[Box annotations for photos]
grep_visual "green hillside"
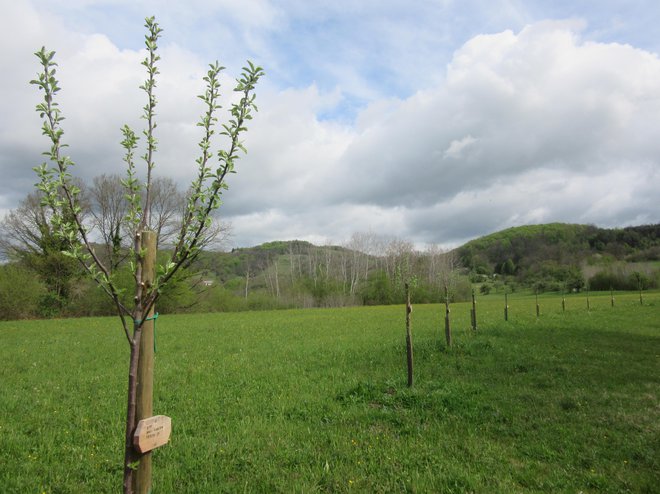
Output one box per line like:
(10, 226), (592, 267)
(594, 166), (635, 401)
(457, 223), (660, 290)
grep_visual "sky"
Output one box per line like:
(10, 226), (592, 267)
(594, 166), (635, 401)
(0, 0), (660, 248)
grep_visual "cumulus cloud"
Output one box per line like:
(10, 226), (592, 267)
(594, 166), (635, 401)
(0, 0), (660, 251)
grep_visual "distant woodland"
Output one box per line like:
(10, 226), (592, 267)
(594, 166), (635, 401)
(0, 223), (660, 319)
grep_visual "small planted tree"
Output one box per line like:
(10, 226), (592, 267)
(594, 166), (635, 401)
(31, 17), (263, 493)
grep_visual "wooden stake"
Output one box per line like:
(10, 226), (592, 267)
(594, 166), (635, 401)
(405, 283), (413, 387)
(534, 290), (541, 319)
(445, 285), (451, 347)
(470, 288), (477, 331)
(133, 231), (157, 494)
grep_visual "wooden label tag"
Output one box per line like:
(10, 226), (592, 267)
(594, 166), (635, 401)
(133, 415), (172, 453)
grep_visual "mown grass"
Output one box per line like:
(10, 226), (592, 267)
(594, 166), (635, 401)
(0, 293), (660, 493)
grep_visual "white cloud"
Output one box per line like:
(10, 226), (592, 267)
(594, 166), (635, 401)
(0, 4), (660, 251)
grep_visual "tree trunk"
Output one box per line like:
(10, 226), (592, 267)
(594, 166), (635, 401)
(124, 231), (156, 494)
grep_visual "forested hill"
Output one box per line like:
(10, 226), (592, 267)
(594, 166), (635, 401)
(457, 223), (660, 275)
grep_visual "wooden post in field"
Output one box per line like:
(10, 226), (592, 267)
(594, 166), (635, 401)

» Short problem
Update the items above by replacing every "wooden" with "timber" and changing nothing else. Leave the pictures out of your answer.

» Response
grep_visual "green hillside"
Output one box per line like:
(10, 226), (592, 267)
(594, 166), (635, 401)
(457, 223), (660, 290)
grep_visual "sky"
Output one box per line like:
(10, 226), (592, 267)
(594, 166), (635, 401)
(0, 0), (660, 248)
grep_visual "cumulus cloud"
Output one box per line like:
(10, 226), (592, 267)
(594, 166), (635, 401)
(0, 0), (660, 251)
grep_visual "distant woodland"
Output one box per line like:
(10, 226), (592, 267)
(594, 166), (635, 401)
(0, 223), (660, 319)
grep_visual "small planted tree"
Output one box per line like:
(10, 226), (592, 267)
(594, 166), (635, 401)
(31, 17), (263, 493)
grep_visual "timber stake"
Output one box per line like:
(10, 226), (592, 267)
(594, 166), (635, 401)
(405, 283), (413, 387)
(534, 290), (541, 319)
(445, 285), (451, 347)
(470, 288), (477, 331)
(133, 231), (157, 494)
grep_visual "timber label tag"
Output one box per line like:
(10, 226), (592, 267)
(594, 166), (635, 401)
(133, 415), (172, 453)
grep_visual "mown grass"
Output one box per line like:
(10, 226), (592, 267)
(594, 166), (635, 401)
(0, 293), (660, 493)
grep_visual "white cloud"
Output one box per line like:
(10, 226), (592, 267)
(594, 166), (635, 401)
(0, 4), (660, 251)
grep_visual "tree trunk"
Output one box per line like:
(10, 226), (592, 267)
(594, 166), (635, 401)
(124, 231), (156, 494)
grep_visual "forested hill"
Output one box per line like:
(10, 226), (592, 267)
(594, 166), (635, 401)
(457, 223), (660, 275)
grep_visual "timber post in field"
Output one box per line like:
(10, 226), (592, 267)
(594, 166), (635, 401)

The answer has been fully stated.